- EXCERPTED DATA
* * *
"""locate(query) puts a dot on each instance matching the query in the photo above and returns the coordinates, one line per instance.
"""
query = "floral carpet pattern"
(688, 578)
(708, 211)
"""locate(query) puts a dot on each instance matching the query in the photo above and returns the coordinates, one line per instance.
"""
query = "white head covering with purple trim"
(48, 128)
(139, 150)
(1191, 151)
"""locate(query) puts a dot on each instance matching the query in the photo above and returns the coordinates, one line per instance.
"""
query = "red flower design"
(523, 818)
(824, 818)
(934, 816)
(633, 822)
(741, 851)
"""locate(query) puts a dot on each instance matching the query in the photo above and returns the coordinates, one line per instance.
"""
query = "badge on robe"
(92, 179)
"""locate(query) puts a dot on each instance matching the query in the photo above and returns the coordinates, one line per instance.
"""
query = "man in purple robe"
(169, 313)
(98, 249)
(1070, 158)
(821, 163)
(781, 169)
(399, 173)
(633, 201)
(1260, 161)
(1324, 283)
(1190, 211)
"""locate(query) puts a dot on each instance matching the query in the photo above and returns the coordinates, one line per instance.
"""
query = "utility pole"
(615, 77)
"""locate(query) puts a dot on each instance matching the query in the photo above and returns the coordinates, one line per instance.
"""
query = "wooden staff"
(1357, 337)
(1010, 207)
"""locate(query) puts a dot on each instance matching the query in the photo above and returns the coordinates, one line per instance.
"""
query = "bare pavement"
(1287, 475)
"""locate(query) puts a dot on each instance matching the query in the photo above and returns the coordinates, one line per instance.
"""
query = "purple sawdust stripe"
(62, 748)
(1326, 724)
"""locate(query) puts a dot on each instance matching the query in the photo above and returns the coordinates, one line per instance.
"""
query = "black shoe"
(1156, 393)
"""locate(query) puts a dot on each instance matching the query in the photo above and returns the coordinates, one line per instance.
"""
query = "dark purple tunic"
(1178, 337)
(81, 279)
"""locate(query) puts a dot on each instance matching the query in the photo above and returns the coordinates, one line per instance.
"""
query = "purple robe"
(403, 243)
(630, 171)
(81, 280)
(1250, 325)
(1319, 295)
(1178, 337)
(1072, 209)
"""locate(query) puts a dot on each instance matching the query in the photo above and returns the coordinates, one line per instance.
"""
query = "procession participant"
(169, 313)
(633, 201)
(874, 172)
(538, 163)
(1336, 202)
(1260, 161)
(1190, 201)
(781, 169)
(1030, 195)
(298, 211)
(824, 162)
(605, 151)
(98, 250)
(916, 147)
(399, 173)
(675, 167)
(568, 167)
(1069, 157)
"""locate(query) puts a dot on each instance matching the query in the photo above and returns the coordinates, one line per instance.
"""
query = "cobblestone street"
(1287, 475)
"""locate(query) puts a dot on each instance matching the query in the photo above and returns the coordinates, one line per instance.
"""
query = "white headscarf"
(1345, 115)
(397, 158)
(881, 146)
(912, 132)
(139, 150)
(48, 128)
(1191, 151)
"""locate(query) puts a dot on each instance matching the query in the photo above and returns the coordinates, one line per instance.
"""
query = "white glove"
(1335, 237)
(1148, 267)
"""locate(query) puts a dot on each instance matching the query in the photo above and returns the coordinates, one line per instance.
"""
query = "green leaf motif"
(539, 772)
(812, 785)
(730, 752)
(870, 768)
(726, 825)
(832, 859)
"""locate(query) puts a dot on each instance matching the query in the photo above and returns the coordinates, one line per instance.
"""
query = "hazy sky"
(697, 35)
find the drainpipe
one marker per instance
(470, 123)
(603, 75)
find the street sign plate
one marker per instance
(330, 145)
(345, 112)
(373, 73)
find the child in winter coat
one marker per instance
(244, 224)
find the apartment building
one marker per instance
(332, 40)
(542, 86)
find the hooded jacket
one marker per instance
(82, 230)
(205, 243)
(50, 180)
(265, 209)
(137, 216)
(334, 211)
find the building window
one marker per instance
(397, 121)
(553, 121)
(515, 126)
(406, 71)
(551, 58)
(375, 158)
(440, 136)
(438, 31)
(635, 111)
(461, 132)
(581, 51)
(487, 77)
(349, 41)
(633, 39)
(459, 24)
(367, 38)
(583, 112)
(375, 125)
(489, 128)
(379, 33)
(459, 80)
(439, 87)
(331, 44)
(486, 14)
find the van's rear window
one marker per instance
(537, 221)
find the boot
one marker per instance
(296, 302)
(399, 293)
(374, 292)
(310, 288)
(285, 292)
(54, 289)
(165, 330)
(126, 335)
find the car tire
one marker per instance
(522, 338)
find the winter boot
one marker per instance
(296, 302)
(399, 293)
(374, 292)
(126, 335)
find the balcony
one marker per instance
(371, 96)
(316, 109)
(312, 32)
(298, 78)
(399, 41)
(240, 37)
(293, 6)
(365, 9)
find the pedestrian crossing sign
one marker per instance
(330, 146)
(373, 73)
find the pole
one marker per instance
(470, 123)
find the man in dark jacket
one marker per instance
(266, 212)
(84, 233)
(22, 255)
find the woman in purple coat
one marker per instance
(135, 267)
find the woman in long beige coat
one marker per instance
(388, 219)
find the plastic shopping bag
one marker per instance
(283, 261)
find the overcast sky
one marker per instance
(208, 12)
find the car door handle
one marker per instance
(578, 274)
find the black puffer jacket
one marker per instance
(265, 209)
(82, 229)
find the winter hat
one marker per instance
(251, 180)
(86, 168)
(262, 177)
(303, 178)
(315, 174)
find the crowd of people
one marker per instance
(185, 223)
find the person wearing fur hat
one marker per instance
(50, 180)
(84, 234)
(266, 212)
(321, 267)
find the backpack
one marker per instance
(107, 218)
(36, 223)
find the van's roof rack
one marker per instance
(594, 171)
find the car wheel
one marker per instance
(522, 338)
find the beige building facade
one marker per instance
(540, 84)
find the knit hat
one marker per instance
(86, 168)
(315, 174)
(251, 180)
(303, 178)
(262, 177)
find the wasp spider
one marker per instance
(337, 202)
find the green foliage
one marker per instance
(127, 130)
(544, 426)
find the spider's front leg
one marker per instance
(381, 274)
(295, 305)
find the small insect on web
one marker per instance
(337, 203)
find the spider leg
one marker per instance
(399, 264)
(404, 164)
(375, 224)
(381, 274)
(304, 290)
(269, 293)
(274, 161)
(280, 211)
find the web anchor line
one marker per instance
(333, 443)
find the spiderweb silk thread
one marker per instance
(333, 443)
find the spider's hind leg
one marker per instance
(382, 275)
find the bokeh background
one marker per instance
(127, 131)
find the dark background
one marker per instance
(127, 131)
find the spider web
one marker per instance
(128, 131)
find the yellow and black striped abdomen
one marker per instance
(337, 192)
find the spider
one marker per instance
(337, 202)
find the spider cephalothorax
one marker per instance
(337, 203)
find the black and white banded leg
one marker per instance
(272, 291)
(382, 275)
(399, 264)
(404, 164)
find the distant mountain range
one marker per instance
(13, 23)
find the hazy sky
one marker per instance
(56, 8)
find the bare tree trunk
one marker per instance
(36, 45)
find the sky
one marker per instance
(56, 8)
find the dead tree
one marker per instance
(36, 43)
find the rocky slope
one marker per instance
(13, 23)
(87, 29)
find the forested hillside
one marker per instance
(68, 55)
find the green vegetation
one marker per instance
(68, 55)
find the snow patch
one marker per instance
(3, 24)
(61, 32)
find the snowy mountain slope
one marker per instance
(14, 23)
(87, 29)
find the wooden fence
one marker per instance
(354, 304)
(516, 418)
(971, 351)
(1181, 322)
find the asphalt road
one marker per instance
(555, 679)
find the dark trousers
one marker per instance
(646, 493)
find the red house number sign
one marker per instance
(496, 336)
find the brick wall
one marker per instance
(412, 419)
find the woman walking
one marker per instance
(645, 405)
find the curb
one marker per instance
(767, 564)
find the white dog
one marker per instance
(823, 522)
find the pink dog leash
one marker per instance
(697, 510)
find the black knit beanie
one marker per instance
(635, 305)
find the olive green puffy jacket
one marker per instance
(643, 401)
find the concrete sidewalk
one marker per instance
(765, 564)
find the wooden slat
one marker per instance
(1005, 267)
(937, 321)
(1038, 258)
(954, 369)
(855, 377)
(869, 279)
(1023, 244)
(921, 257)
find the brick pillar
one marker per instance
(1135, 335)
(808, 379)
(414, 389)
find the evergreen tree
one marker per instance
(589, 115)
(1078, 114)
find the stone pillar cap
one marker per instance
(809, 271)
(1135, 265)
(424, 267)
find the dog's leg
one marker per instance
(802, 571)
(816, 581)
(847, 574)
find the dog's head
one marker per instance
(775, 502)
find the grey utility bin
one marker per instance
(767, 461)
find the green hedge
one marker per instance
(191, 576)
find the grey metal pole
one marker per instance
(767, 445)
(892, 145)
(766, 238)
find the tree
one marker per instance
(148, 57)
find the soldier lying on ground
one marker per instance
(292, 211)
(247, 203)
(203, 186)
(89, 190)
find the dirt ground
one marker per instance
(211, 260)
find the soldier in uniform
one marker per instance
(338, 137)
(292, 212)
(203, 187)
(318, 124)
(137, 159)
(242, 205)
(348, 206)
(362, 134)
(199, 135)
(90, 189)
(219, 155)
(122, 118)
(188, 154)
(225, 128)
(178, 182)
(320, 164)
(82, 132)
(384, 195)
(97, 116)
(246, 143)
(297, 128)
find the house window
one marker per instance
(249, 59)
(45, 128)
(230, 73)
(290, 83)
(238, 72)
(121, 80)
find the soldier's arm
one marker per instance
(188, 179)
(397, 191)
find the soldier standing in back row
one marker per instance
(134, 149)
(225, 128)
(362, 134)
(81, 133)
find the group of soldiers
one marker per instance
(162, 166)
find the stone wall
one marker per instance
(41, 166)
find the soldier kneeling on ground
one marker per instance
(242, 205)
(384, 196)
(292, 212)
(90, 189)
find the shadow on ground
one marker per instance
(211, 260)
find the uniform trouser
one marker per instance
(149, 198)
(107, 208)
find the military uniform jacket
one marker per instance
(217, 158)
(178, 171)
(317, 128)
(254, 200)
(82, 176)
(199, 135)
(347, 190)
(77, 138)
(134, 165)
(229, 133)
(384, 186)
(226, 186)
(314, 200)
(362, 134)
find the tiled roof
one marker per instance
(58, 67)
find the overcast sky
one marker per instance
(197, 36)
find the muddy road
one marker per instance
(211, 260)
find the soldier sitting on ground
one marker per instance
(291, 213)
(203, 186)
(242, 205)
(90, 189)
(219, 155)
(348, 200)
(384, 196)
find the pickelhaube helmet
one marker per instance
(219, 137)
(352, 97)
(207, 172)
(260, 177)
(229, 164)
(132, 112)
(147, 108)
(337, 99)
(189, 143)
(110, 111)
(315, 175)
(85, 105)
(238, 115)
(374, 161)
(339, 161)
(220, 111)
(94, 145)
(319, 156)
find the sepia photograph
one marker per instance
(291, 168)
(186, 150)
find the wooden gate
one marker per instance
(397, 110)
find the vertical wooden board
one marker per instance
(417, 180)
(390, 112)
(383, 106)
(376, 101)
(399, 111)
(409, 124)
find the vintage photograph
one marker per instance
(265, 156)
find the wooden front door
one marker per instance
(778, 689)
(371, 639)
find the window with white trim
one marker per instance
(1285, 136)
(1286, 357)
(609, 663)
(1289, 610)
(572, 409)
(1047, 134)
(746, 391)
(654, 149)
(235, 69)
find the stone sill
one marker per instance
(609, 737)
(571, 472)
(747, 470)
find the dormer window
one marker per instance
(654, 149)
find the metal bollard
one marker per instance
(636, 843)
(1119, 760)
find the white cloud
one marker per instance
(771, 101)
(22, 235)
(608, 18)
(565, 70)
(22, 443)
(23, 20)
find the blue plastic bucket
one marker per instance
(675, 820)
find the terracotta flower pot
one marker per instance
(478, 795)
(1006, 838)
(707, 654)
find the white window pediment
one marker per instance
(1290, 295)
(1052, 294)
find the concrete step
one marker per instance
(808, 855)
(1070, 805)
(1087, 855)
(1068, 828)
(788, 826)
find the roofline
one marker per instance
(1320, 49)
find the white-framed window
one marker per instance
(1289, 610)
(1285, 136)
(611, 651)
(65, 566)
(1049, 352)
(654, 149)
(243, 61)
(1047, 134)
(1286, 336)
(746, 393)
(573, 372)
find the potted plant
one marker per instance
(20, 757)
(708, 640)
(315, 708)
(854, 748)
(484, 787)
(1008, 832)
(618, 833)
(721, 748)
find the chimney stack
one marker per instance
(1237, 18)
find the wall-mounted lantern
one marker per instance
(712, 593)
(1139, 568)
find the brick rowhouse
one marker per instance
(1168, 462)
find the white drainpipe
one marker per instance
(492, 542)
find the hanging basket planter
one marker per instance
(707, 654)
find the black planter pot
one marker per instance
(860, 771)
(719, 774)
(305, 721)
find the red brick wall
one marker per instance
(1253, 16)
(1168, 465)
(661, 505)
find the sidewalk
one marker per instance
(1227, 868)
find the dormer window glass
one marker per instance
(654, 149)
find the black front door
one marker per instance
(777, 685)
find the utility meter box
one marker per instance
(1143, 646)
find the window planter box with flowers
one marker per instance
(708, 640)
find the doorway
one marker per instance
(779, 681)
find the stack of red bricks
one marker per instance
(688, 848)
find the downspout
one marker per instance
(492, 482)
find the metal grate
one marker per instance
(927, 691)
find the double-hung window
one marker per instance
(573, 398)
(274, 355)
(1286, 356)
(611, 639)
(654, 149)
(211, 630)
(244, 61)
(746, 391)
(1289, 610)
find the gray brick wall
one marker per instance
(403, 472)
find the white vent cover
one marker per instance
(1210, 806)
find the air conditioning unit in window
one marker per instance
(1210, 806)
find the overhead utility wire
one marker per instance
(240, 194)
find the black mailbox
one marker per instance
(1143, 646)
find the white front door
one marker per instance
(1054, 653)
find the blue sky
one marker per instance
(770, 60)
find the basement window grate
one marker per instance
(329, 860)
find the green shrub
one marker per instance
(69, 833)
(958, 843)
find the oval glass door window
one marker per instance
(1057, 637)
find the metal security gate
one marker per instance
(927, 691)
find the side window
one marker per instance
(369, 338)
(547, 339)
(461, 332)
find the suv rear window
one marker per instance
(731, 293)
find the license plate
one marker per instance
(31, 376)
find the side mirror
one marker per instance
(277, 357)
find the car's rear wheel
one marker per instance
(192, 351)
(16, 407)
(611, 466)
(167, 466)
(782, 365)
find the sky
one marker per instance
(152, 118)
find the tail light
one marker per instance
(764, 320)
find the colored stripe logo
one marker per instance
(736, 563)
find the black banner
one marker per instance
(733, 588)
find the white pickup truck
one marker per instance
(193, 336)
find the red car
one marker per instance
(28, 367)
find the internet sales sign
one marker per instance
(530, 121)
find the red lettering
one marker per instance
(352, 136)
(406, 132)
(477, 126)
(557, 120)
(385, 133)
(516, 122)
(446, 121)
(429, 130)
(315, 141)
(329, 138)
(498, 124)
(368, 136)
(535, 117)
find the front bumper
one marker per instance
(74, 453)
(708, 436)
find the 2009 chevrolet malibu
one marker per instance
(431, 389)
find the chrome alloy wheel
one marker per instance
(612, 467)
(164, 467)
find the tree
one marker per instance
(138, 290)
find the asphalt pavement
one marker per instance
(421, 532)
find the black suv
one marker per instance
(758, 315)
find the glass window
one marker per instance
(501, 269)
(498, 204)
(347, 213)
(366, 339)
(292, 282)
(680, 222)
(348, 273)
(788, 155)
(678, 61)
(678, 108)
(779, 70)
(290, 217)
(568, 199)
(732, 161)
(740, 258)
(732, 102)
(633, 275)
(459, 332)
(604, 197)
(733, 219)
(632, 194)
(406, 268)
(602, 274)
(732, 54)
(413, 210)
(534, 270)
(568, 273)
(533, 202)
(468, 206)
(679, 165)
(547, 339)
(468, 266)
* * *
- YOUR INSTRUCTIONS
Retype exactly, and only, the lines from the line holding "find the blue sky" through the last line of the data; both of those lines count.

- WRITTEN SOLUTION
find the blue sky
one marker per instance
(770, 60)
find the basement window grate
one marker per instance
(329, 860)
find the green shrub
one marker per instance
(69, 833)
(958, 843)
find the oval glass door window
one marker per instance
(1057, 637)
find the metal security gate
one marker per instance
(927, 691)
find the side window
one marker per instance
(369, 338)
(547, 339)
(461, 332)
find the suv rear window
one marker per instance
(731, 293)
find the license plate
one marker per instance
(31, 376)
find the side mirror
one marker per instance
(277, 357)
find the car's rear wheel
one marker per instance
(192, 351)
(16, 407)
(611, 466)
(167, 466)
(782, 365)
find the sky
one marker per instance
(152, 118)
find the tail light
one marker per instance
(764, 320)
find the colored stripe logo
one marker per instance
(736, 563)
find the black banner
one marker per instance
(733, 588)
find the white pickup truck
one marker per instance
(193, 336)
find the red car
one marker per instance
(28, 367)
find the internet sales sign
one marker per instance
(530, 121)
find the red lettering
one marker per instance
(352, 136)
(406, 132)
(477, 126)
(557, 120)
(385, 133)
(516, 122)
(446, 121)
(429, 130)
(315, 141)
(329, 138)
(498, 124)
(368, 136)
(535, 117)
find the front bumper
one marker per instance
(74, 453)
(708, 436)
find the 2009 chevrolet malibu
one marker per instance
(431, 389)
find the chrome alloy wheel
one marker per instance
(612, 467)
(164, 467)
find the tree
one marker per instance
(138, 290)
find the asphalt pavement
one marker per instance
(421, 532)
find the black suv
one marker per instance
(758, 315)
find the glass window
one marker per instance
(501, 269)
(498, 204)
(347, 213)
(366, 339)
(292, 282)
(680, 222)
(348, 273)
(788, 155)
(678, 61)
(678, 108)
(779, 70)
(290, 217)
(568, 199)
(732, 161)
(740, 258)
(732, 102)
(633, 275)
(459, 332)
(604, 197)
(733, 219)
(632, 194)
(406, 268)
(602, 274)
(732, 54)
(413, 210)
(534, 270)
(568, 273)
(533, 202)
(468, 206)
(679, 165)
(547, 339)
(468, 266)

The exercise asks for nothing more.